Prompt: Copy the stretch of the Eurovisions passage from "Twitter is not" through "useful for teaching.", substituting "collecting" for "gathering".

Text passage:
Lights, camera, ACTION!
2015 marks the 60th anniversary of the Eurovision Song Contest and the only year Australia has been invited to compete. Wild card entry Guy Sebastian took to the stage in Vienna with the musical hopes of the nation resting on his shoulders.
And in a twist of fate, act of foresight or fortuitous accident, 2015 also marked the start of a new European Studies subject at the University of Melbourne, Eurovisions.
The coincidences didn’t stop there. Rumour had it there was an ex-competitor in the University of Melbourne’s midst.
Eurovisions co-ordinators Professor John Hajek and Professor Alison Lewis initially devised the subject to use the Eurovision Song Contest as an accessible lens through which undergraduate students could appreciate broader concepts of European politics and history.
They certainly didn’t foresee the unprecedented level of local interest in the 2015 song contest, (and by association their new subject) as Guy Sebastian set off to Vienna to compete for Eurovision glory.
Professor Hajek explains that the subject was developed as a way of engaging first year European Studies students in a new way.
“We use the Eurovision song contest as a way of exploring important issues in Europe, such as history, politics, language, relations between nations and with Europe, for example Britain and its somewhat ambiguous relationship with Europe, the fall of the Iron Curtain and the rise of new nations,” he says.
We might be on the other side of the world but this hasn’t stopped Eurovision from resonating with Australians. The level of local media interest and online coverage and commentary generated by Australia’s 2015 entry proves there is a broad cultural appetite for the song contest.
Professor Hajek believes our surprise inclusion in the competition gives people the opportunity to reflect on Australia’s relationship with Europe.
After Australia’s wild card entry was announced and Guy Sebastian selected to be Australia’s Eurovision champion, Professors Hajek and Lewis saw an opportunity to harness the increased interest in Eurovision in Australia, promote Eurovisions the subject and join the broader cultural conversation in the months and weeks leading up to the song contest.
Social media was a natural choice. “We had little or no experience with social media before we started using it for Eurovisions,” says Professor Hajek.
“Our purpose in running a Twitter campaign was not only to let people know about the course but also to follow news and trends online about Eurovision.
Twitter is not just about expressing your view, it is in particular a very effective way of gathering up-to-date information that can be useful for teaching.

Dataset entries
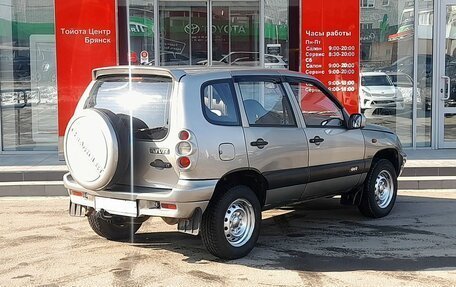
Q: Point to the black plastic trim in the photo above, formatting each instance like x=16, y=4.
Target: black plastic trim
x=304, y=175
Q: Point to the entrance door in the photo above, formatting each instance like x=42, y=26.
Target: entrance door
x=447, y=75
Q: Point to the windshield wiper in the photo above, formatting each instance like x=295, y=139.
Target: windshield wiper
x=148, y=133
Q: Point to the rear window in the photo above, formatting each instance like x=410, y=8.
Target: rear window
x=145, y=98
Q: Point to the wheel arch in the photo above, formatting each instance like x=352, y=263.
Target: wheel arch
x=245, y=176
x=390, y=154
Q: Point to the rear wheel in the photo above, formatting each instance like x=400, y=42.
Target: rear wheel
x=380, y=190
x=113, y=227
x=231, y=224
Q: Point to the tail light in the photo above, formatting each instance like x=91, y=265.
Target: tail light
x=184, y=135
x=184, y=162
x=185, y=149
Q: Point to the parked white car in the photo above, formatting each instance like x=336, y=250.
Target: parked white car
x=377, y=91
x=404, y=84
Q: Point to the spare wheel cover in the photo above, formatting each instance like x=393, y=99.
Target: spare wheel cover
x=91, y=149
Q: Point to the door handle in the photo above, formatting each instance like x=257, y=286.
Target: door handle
x=316, y=140
x=448, y=88
x=259, y=143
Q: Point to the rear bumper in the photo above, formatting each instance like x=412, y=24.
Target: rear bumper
x=187, y=196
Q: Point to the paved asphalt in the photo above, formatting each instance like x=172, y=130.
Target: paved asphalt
x=317, y=243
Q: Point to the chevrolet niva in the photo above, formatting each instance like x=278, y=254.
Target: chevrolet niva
x=209, y=149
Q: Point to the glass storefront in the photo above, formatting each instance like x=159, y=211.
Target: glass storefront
x=394, y=57
x=398, y=61
x=234, y=38
x=28, y=97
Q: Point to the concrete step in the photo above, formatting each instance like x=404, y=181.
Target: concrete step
x=24, y=173
x=32, y=188
x=426, y=182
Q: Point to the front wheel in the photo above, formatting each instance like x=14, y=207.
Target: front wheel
x=380, y=190
x=231, y=224
x=113, y=227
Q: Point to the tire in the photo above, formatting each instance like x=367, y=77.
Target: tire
x=112, y=227
x=235, y=214
x=380, y=190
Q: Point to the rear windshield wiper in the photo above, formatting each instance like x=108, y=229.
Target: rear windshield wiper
x=151, y=133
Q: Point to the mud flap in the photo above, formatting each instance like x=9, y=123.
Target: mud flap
x=77, y=210
x=352, y=198
x=191, y=225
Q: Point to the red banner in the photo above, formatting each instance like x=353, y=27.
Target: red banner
x=330, y=46
x=85, y=32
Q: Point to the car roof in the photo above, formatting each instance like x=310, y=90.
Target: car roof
x=180, y=71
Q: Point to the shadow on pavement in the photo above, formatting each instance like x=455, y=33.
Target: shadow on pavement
x=324, y=236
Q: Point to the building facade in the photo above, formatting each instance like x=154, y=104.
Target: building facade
x=407, y=52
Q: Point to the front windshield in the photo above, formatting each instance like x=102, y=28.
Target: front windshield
x=370, y=81
x=146, y=98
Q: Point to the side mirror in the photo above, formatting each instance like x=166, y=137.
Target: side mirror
x=357, y=121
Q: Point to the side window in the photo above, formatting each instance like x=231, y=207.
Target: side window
x=317, y=108
x=219, y=105
x=266, y=104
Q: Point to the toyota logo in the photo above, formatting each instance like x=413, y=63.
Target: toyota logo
x=192, y=29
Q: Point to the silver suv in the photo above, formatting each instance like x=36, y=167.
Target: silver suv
x=209, y=149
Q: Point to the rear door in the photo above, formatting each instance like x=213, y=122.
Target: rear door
x=336, y=154
x=276, y=143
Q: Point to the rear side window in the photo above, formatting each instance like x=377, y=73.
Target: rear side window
x=317, y=108
x=145, y=98
x=266, y=104
x=219, y=103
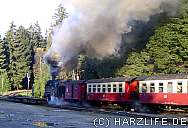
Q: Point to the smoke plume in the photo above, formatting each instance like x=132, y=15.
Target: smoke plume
x=94, y=27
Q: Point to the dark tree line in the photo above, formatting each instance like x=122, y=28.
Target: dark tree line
x=17, y=56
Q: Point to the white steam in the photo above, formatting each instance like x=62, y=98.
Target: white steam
x=94, y=27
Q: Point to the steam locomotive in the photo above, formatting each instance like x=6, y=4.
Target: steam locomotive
x=162, y=90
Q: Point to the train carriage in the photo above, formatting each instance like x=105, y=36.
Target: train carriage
x=118, y=90
x=164, y=90
x=75, y=90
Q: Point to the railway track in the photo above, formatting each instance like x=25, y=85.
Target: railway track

The completed task:
Twitter is not just about expressing your view, it is in particular a very effective way of collecting up-to-date information that can be useful for teaching.